After having barely immersed myself in new music the bulk of December, coming back fresh is a nice experience. No pressure, no burnout, and you can just let the music flow over you. I’m not sure if that’s the reason, but one record I recently tackled stopped me in my tracks halfway through the thing and made me realize I was listening to something that captured my imagination and held it captive through the entire run.
Chicago-based Bloodiest, a combination of well-noted musicians who have come together for a single cause, already had my attention with their debut “Descent,” a record that certainly played to the strengths of each of its members but managed to sound very different from the players’ other projects. It turns out, as strong as that first outing was, and as much promise as it held, it didn’t really prepare us for the band’s new self-titled display that drives Bloodiest’s ambition into the stratosphere. First time I heard the album, admittedly right before the holidays, I was trying to get some work done before the extended break, so I dug in. About halfway through this thing, I noticed the breath being ripped from my chest over how damn good this was. It was heavy, trippy, mesmerizing, weird, and full of energy. The record stuck with me and ended up something I went back to several times over the holidays.
For those unaware, this band is comprised of vocalist Bruce Lamont (Yakuza, Corrections House); guitarists and ex-Sterling members Tony Lazzara and Ed Chaleff; bassist Colin Dekuiper (formerly of Russian Circles); piano/synth player Nandini Khaund; and drummer Cayce Key. On this record, they mix all sort of elements from progressive metal to doom to drone and ambiance to trance-inducing passages that could have you zoning a thousand miles ahead of you all while your brain is being stimulated by their thick, entrancing sounds.
The record starts with “Mesmerize,” a fitting title as that’s exactly what this song aims to do. The guitars are burly while Lamont wails about Josephine the fortune teller, and the track keeps cutting and boiling along the way. The guitars light up and burn brightly, while the melodies snake through the murk, and all of the elements spiral and fade away. “The Widow” runs 7:53 and starts with the bass and drums rumbling and soulful singing bleeding in. The track goes calm and acoustic, with Lamont calling, “Falling from the edge into the night,” and then is builds back up slowly. An ominous pall spreads over the song, and then the cut rips apart, with wild shrieks spraying and a huge deluge that swells to the finish. “Condition” is an interlude that lets cold guitars crawl, a wintry atmosphere sink its claws, and a dusty, noiry finish that leads you into “Broken Teeth.” There you’re met with a riff that reminds of Nirvana, and the pace settles into calm and then fires up again. Crazed shrieks burst, with Lamont prodding, “Smile for me through broken teeth,” as the song heads into gazey territory. Growls assault, as the earth’s crust tears apart, and the song trucks all the way to a violent end.

[Region pointing data]
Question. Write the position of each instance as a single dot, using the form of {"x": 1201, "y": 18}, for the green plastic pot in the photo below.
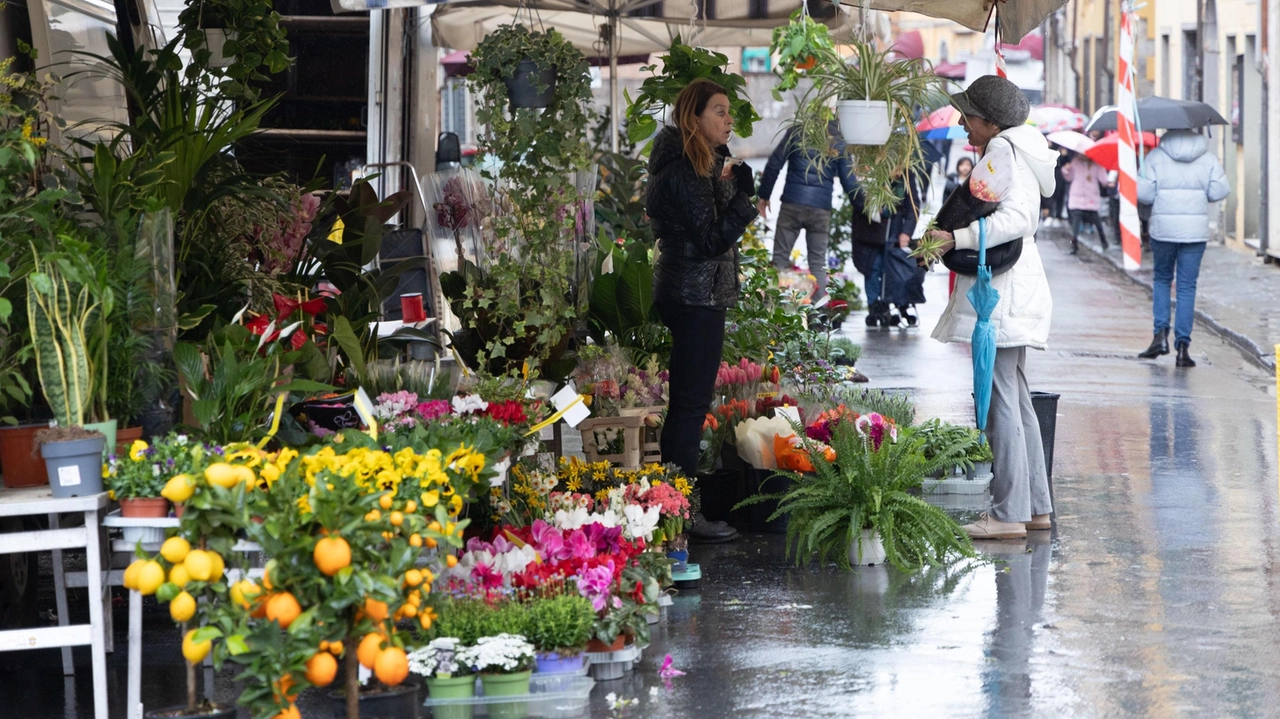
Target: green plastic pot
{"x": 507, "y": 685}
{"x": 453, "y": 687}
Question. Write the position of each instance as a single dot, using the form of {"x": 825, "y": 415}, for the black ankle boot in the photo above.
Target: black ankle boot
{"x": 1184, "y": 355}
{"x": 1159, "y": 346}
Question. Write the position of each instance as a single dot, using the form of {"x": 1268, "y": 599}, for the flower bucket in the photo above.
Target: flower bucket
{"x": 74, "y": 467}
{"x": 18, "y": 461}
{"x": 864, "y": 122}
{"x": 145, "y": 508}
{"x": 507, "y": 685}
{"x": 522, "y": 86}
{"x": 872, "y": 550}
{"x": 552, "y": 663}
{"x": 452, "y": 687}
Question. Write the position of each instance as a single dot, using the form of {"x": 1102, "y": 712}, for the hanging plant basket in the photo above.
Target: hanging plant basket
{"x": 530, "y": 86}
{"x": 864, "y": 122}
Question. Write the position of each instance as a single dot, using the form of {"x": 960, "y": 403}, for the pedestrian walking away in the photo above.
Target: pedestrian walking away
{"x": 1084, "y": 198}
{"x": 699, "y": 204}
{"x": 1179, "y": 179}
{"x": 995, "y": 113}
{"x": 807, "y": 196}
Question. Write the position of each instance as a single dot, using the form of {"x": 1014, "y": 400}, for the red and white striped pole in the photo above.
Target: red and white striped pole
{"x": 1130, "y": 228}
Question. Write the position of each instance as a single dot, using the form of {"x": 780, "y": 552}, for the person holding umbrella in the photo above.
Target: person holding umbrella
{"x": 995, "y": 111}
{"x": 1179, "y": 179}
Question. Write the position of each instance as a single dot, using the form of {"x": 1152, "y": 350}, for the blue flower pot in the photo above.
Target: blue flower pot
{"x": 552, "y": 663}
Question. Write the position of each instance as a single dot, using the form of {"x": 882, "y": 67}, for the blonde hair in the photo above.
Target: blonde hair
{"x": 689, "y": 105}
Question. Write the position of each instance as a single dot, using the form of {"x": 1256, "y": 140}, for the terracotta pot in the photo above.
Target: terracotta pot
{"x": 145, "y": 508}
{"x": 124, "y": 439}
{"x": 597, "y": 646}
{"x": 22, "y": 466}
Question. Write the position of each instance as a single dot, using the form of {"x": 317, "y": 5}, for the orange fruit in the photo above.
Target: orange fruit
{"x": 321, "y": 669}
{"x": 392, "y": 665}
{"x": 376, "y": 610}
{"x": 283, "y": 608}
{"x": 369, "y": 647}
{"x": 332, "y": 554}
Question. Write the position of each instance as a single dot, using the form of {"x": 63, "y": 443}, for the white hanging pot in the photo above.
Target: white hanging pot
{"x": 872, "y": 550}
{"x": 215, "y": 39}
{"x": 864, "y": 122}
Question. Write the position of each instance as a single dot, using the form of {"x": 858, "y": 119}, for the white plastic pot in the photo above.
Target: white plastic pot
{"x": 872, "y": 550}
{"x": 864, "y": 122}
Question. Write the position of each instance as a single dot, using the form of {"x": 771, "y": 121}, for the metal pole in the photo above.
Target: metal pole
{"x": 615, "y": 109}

---

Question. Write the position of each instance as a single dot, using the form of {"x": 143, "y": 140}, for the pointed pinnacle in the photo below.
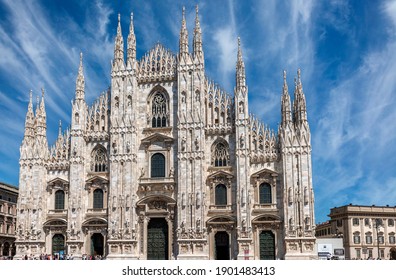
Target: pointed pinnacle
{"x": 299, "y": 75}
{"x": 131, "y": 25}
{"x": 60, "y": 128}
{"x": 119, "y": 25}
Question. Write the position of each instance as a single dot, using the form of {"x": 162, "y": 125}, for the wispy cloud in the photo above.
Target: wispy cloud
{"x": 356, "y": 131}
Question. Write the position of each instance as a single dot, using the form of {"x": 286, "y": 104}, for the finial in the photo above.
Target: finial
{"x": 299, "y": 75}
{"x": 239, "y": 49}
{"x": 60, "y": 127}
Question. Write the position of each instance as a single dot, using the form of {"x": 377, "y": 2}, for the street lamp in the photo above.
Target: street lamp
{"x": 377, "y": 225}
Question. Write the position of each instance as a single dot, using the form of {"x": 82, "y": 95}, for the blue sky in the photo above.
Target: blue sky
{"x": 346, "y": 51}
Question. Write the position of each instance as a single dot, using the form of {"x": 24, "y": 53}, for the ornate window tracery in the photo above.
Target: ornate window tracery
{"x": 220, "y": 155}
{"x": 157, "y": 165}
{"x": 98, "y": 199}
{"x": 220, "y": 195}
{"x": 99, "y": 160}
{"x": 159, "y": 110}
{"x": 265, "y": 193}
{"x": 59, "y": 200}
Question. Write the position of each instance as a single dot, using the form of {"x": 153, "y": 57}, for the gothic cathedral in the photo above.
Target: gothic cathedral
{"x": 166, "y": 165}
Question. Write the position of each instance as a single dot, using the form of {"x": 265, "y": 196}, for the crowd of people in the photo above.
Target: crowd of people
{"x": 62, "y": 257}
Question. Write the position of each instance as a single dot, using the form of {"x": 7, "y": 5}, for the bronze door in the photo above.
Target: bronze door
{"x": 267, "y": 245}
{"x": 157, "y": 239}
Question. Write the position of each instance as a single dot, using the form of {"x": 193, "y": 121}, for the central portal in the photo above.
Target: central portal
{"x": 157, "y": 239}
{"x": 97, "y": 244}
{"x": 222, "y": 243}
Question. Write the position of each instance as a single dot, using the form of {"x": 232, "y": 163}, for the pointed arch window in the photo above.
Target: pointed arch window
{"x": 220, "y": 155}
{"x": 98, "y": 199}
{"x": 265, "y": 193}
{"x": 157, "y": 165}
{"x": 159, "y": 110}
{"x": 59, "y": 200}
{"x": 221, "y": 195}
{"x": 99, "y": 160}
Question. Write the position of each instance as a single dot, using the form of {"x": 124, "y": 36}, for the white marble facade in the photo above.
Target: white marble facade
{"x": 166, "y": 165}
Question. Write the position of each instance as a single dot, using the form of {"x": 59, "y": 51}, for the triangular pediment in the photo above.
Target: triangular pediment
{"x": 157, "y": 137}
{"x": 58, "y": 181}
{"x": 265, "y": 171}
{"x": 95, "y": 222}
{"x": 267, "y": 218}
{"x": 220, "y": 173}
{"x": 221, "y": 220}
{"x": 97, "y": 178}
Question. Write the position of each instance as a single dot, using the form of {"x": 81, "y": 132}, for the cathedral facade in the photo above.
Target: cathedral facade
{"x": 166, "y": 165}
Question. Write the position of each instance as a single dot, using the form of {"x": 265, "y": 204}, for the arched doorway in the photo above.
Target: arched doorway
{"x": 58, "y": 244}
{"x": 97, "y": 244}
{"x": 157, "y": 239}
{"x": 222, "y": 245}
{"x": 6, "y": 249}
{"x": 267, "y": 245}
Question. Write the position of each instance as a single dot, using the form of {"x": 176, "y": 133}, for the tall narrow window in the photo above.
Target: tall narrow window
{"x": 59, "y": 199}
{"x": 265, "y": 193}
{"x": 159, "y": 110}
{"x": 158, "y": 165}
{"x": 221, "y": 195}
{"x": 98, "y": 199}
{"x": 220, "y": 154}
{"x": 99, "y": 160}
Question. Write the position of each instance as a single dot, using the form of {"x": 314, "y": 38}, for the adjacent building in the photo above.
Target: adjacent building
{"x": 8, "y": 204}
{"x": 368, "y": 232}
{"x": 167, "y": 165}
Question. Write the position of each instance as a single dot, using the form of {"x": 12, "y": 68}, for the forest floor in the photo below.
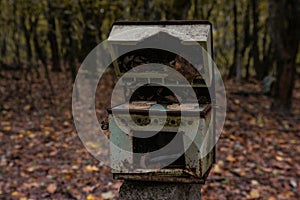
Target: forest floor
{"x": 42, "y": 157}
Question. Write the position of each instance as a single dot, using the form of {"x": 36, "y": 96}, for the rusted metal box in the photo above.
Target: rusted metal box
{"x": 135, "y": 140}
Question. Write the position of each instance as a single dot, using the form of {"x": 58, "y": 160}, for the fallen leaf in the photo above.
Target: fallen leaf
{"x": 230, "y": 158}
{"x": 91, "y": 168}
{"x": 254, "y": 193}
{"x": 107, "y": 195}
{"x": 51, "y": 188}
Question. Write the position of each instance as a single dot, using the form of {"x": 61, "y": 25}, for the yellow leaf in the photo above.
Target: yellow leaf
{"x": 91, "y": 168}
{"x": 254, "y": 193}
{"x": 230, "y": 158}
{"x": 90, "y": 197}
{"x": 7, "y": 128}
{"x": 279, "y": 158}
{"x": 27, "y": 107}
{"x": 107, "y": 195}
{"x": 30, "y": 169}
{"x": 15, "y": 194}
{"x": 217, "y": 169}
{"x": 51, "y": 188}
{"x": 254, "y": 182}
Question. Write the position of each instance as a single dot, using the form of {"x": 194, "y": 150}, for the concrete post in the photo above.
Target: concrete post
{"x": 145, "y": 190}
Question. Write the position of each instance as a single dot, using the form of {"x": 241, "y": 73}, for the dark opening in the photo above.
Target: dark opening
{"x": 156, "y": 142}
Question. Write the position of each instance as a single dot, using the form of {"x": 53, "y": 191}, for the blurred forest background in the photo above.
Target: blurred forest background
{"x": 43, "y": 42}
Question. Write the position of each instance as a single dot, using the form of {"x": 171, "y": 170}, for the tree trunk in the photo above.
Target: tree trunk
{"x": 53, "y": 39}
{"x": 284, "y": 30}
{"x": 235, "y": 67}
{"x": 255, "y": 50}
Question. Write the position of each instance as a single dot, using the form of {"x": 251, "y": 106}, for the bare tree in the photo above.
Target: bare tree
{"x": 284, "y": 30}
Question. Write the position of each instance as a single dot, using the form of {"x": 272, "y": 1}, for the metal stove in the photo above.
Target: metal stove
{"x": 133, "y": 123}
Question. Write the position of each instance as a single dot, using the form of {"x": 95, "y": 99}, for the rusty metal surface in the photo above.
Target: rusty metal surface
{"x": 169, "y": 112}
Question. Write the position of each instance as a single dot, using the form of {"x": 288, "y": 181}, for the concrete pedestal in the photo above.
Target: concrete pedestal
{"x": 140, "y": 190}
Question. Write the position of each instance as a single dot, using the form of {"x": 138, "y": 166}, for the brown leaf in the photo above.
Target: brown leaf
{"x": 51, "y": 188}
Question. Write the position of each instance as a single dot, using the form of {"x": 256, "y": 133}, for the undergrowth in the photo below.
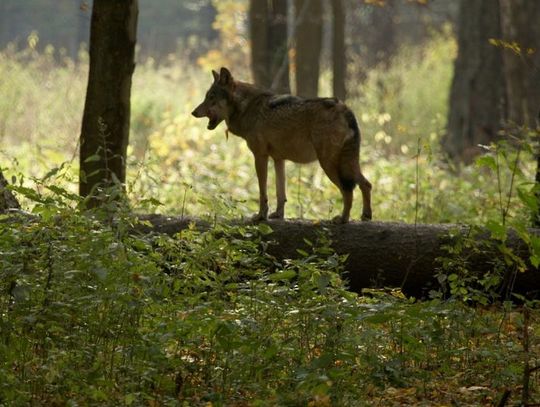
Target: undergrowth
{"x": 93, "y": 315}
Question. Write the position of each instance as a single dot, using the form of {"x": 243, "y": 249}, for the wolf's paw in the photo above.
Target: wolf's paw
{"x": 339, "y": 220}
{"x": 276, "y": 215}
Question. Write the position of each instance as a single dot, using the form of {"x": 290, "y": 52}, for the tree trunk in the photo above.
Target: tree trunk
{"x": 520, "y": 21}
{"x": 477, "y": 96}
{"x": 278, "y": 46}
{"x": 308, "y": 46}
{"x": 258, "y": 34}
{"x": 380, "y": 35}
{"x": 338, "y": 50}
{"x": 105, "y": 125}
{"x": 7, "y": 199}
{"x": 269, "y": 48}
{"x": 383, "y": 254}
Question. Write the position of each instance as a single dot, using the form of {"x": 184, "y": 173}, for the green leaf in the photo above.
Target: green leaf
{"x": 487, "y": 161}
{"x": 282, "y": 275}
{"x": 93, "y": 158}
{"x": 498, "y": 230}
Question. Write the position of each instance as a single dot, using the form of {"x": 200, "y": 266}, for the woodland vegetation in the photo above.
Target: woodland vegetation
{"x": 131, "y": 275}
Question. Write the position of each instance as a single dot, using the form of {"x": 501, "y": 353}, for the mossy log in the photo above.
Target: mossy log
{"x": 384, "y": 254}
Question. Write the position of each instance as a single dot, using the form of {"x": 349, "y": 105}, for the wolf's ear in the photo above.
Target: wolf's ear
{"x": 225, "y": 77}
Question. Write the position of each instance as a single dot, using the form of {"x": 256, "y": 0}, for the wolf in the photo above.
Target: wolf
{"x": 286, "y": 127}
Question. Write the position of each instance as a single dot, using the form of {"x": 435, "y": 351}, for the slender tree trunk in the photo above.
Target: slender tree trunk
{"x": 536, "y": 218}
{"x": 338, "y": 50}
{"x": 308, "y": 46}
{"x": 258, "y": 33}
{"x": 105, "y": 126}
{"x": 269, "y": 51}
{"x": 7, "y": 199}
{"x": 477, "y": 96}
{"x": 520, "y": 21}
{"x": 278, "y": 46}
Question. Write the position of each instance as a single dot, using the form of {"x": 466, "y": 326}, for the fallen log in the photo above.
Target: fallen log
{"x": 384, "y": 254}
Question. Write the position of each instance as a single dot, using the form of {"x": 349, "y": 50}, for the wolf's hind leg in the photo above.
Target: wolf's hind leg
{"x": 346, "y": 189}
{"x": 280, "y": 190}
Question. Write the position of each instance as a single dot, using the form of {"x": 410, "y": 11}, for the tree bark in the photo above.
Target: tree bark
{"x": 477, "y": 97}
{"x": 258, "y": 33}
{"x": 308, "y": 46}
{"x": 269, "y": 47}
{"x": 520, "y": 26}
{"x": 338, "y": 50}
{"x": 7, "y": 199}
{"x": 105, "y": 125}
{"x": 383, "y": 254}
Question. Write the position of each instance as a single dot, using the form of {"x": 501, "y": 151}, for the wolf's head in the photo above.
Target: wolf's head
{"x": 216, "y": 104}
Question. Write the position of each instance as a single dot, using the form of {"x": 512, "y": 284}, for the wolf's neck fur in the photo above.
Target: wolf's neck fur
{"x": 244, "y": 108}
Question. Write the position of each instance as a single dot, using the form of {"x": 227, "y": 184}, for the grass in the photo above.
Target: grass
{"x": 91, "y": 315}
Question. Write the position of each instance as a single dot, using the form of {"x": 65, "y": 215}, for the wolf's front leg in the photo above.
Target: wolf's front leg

---

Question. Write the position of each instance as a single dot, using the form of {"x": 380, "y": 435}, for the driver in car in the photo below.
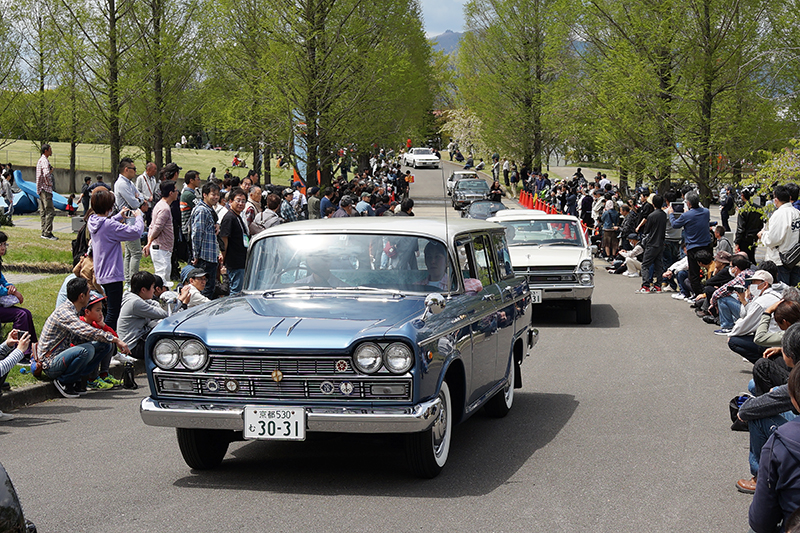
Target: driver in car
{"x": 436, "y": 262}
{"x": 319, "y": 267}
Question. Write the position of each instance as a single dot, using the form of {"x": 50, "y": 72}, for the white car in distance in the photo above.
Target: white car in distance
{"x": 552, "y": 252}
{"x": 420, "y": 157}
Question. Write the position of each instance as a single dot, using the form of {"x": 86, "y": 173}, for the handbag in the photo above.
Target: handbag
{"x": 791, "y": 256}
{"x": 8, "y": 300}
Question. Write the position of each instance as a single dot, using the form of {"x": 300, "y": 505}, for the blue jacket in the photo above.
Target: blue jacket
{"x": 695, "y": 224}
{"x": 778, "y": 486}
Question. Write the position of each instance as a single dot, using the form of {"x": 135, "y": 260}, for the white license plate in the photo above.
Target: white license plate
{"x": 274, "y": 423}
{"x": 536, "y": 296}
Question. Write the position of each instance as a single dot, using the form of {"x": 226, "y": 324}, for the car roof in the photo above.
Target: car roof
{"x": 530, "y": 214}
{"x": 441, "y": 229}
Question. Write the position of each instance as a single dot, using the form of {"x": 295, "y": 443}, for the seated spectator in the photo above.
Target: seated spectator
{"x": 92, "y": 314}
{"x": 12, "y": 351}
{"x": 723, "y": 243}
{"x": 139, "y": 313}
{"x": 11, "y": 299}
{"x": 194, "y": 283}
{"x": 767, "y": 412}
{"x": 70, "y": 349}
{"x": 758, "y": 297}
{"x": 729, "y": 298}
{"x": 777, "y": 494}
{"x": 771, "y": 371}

• Tasks to perform:
1: Answer these questions from the Bloodiest review:
(a) What was the title of Bloodiest's debut?
(b) Who plays piano/synth in the band?
(c) How long does "The Widow" run?
2: Please copy the passage of the Bloodiest review that starts at the words "For those unaware, this" and ends after the words "thick, entrancing sounds.", with no changes.

• Task-by-task solutions:
1:
(a) "Descent"
(b) Nandini Khaund
(c) 7:53

2:
For those unaware, this band is comprised of vocalist Bruce Lamont (Yakuza, Corrections House); guitarists and ex-Sterling members Tony Lazzara and Ed Chaleff; bassist Colin Dekuiper (formerly of Russian Circles); piano/synth player Nandini Khaund; and drummer Cayce Key. On this record, they mix all sort of elements from progressive metal to doom to drone and ambiance to trance-inducing passages that could have you zoning a thousand miles ahead of you all while your brain is being stimulated by their thick, entrancing sounds.